> **PASSAGE SHOWN**:
——————————

#06-248 September 18, 2006
Youth fishing survey finds angling gains popularity
The S.C. Department of Natural Resources recently received results of a survey of youth participation in and attitudes toward fishing and aquatic resources in South Carolina. The survey found a significant increase in overall fishing participation since 2001, and that fathers are the most common person to introduce youth to fishing.
Responsive Management, a natural resources survey research firm in Harrisonburg, Va., developed the telephone survey questionnaire cooperatively with the S.C. Department of Natural Resources (DNR), partly based on and compared with a previous survey conducted in 2001. The S.C. Natural Resources Board, the policy-making body of DNR, will release the entire survey results to the public after full review. The study entailed a telephone survey of randomly sampled South Carolina youth, ages 8 to 18 in May through June 2006.
Some results of the survey include:
- A significant increase was noted in overall fishing participation in 2006 compared to 2001 findings. This included youth participation in freshwater fishing participation and/or saltwater fishing in the 12-month timeframe prior to the surveys.
- A father is, by far, the most common person to introduce youth to fishing, distantly followed by other male family members—grandfathers and uncles.
- When asked directly about parents’ participation in fishing, about three-fourths of South Carolina youth say that their father fishes, while about a third say that their mother fishes. Interestingly, males are more likely than are females to say that their father fishes. In follow-up questions, fathers are more avid than mothers in fishing, as fathers more often fish a lot than do mothers.

——————————

> **TASK INSTRUCTIONS**:
A. In the youth fishing survey release, what age range did the randomly sampled South Carolina youth fall in?
B. Say whether each statement agrees with the youth fishing survey release, and quote the words that decide it: (i) The study was carried out by mail. (ii) After fathers, grandfathers and uncles are the people who most often introduce youth to fishing. (iii) Females are more likely than males to say that their father fishes.
C. Carry on the youth fishing survey release from where it stops.
The records are not needed for anything here.

A set of data:
——————————

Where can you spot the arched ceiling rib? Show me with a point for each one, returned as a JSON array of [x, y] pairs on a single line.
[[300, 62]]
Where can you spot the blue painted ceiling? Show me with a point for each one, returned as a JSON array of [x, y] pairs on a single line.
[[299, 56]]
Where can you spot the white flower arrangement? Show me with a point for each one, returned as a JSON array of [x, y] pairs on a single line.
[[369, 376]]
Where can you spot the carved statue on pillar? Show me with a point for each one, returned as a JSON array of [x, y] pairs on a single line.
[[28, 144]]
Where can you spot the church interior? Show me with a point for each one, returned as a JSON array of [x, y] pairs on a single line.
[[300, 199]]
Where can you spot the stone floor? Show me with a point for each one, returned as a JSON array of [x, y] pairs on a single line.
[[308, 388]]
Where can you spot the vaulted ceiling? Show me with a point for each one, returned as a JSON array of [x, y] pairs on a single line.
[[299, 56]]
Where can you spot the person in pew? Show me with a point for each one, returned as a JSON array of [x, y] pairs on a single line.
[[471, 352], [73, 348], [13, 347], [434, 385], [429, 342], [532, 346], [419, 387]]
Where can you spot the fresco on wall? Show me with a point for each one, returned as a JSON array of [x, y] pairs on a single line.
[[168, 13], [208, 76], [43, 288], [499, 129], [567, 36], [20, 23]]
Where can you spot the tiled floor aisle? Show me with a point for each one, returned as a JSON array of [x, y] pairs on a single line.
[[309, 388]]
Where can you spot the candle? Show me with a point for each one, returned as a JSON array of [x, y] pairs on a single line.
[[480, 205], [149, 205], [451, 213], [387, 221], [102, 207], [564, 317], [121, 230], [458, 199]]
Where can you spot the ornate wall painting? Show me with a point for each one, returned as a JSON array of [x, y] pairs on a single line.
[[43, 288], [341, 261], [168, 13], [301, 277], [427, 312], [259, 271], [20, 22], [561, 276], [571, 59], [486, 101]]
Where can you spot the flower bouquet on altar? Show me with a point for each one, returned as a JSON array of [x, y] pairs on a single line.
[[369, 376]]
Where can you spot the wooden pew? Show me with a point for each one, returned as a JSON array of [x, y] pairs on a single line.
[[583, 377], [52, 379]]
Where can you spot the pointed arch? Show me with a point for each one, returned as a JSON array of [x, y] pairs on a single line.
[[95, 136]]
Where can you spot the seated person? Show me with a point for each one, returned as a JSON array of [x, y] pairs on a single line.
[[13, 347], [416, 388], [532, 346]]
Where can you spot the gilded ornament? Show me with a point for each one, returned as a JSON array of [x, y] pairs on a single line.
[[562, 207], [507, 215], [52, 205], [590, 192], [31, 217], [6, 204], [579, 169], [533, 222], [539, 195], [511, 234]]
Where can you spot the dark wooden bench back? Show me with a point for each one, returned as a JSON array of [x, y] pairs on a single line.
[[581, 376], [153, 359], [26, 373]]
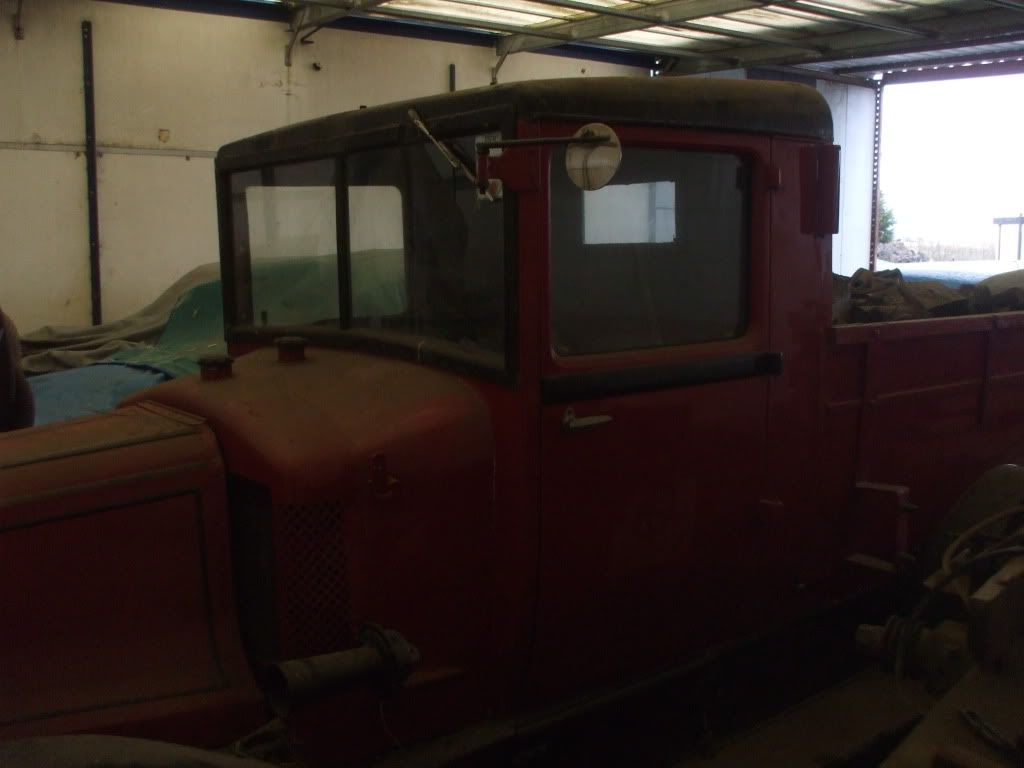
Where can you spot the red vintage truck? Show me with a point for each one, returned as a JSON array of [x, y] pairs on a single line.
[[537, 394]]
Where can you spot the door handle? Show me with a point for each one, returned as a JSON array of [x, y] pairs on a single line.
[[571, 423]]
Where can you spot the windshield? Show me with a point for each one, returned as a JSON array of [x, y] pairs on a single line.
[[421, 256]]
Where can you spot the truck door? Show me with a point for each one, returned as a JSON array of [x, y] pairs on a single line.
[[654, 393]]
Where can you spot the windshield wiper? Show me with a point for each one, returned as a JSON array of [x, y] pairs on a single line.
[[450, 155]]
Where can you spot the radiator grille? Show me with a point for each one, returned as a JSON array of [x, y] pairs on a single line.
[[311, 580]]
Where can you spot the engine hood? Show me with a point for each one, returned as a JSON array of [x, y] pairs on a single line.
[[330, 425]]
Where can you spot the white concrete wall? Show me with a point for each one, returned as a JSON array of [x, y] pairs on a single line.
[[204, 79], [853, 125]]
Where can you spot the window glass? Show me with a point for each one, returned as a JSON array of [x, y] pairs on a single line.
[[658, 257], [427, 255], [630, 213], [286, 244], [424, 257]]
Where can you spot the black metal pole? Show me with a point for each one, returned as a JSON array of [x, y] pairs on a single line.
[[90, 170]]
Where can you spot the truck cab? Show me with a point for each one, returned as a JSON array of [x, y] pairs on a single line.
[[560, 435]]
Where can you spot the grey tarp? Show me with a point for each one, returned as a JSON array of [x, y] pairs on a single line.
[[885, 296], [60, 347]]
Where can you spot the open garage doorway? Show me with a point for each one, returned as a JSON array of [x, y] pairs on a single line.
[[951, 177]]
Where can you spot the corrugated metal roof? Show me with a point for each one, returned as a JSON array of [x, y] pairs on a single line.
[[709, 35]]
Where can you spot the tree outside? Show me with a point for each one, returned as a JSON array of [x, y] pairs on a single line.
[[887, 220]]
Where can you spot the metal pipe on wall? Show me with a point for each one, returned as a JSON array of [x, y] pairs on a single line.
[[90, 170]]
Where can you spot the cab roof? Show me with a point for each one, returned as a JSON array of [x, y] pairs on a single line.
[[744, 105]]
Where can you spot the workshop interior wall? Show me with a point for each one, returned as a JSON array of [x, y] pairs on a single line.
[[171, 87]]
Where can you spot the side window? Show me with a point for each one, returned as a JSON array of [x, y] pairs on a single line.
[[285, 227], [659, 257]]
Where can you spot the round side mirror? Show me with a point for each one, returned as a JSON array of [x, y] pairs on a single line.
[[592, 163]]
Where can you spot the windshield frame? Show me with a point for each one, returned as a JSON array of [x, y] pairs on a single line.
[[237, 282]]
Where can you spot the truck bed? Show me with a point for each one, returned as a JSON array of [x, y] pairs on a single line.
[[927, 404]]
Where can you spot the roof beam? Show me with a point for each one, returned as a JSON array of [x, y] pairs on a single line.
[[949, 32], [668, 13], [652, 20], [868, 20], [550, 35]]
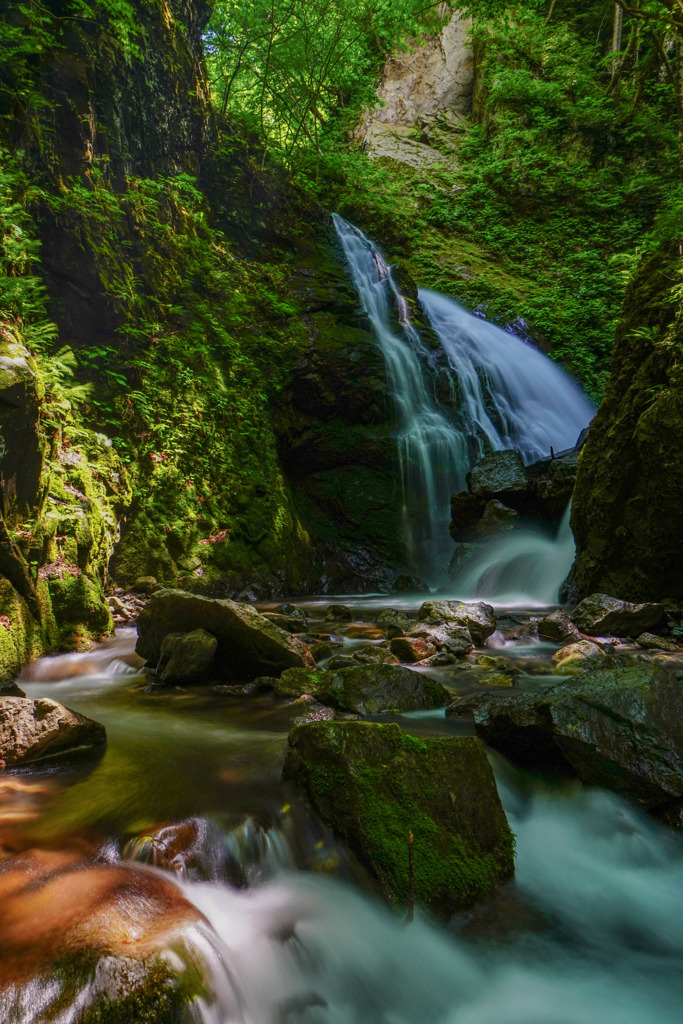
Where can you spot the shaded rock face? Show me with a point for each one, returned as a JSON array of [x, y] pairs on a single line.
[[601, 614], [501, 487], [99, 933], [628, 508], [430, 87], [248, 645], [20, 445], [34, 729], [620, 728], [365, 689], [375, 786]]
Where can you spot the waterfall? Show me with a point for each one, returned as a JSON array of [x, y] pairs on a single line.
[[519, 567], [509, 394]]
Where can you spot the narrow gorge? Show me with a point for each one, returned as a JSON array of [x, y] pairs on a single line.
[[341, 433]]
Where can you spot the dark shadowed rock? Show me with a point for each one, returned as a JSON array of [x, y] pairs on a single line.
[[600, 614], [376, 786], [557, 626], [248, 644], [477, 617], [365, 689], [620, 728], [498, 472], [33, 729], [186, 657]]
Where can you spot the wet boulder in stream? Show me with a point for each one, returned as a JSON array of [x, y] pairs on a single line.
[[620, 728], [382, 791], [248, 644], [365, 689], [600, 614], [477, 616], [34, 729]]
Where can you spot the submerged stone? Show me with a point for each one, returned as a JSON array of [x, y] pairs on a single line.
[[383, 792], [248, 644], [600, 614]]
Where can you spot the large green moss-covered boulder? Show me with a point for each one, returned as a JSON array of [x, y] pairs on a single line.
[[376, 786], [628, 502], [620, 728]]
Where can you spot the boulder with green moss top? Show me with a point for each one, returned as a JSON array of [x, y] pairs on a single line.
[[365, 689], [34, 729], [249, 645], [382, 791], [477, 616], [601, 614], [621, 728]]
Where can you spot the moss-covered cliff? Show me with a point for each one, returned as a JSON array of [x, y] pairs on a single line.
[[628, 504]]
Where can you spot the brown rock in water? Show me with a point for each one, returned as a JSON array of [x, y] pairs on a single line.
[[249, 645], [412, 648], [380, 791], [33, 729], [186, 657]]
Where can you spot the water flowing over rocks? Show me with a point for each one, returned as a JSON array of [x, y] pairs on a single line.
[[34, 729], [619, 728], [398, 801], [365, 689], [249, 645]]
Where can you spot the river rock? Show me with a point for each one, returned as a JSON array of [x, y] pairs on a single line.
[[621, 728], [557, 626], [117, 941], [186, 657], [573, 656], [412, 648], [33, 729], [497, 472], [477, 617], [365, 689], [600, 614], [497, 517], [377, 787], [248, 644]]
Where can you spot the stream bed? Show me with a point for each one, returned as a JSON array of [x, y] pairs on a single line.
[[590, 932]]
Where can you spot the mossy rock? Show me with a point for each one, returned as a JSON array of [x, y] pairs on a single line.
[[376, 785], [365, 689]]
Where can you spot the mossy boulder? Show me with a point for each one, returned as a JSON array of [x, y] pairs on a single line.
[[621, 728], [365, 689], [376, 786], [249, 644]]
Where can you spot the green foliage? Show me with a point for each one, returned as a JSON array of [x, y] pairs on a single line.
[[298, 72]]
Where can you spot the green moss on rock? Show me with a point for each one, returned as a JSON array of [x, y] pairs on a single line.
[[376, 786]]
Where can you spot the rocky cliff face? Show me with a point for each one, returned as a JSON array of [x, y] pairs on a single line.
[[424, 95], [628, 504]]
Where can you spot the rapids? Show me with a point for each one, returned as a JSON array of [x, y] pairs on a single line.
[[589, 933]]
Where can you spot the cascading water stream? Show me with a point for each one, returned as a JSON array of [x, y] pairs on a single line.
[[507, 395]]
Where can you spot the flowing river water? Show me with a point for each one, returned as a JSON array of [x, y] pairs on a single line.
[[184, 808], [590, 932]]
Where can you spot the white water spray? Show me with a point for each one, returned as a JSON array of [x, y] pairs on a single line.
[[510, 395]]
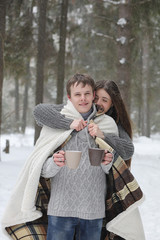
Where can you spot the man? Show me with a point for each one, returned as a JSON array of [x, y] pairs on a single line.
[[77, 201]]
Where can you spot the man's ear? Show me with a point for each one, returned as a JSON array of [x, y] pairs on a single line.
[[69, 97]]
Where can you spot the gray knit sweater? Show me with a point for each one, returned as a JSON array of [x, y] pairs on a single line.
[[49, 114], [77, 193]]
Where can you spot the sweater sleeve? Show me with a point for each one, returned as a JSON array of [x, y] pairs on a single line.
[[122, 145], [49, 115], [49, 169]]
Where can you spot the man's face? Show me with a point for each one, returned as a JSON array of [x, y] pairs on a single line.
[[81, 97]]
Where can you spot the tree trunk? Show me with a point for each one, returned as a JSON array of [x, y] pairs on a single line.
[[17, 104], [2, 37], [40, 57], [124, 51], [145, 86], [61, 54], [25, 100]]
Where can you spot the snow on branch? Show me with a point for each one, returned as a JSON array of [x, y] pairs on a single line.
[[122, 22], [115, 2]]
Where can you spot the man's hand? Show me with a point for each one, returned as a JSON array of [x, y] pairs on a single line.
[[108, 157], [78, 124], [94, 131], [59, 158]]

——————————

> **RESPONSES BY TASK**:
A. They were ages 8 to 18.

B.
(i) No: "The study entailed a telephone survey of randomly sampled South Carolina youth"
(ii) Yes: "distantly followed by other male family members—grandfathers and uncles."
(iii) No: "males are more likely than are females to say that their father fishes."

C.
- Compared with 2001, there were significant increases in those saying their grandfather or a family friend taught them to fish. There was a decline in those saying their brother taught them to fish.
- Most commonly, South Carolina youth with fishing experience say that they fish for anything that bites. Bass, catfish, and bream (or sunfish) are the most commonly fished species.
- Fishing and biking are the most popular outdoor recreational activities among South Carolina youth, followed by visiting a state or national park, watching wild animals or birdwatching, motorboating, hiking, and camping in a tent.
Anglers in South Carolina spend almost $742 million to fish each year, making the sport, with economic multipliers factored in, a billion dollar business in the Palmetto State. Check the DNR page http://www.dnr.sc.gov/licensing.html for information on fishing regulations, licenses and more.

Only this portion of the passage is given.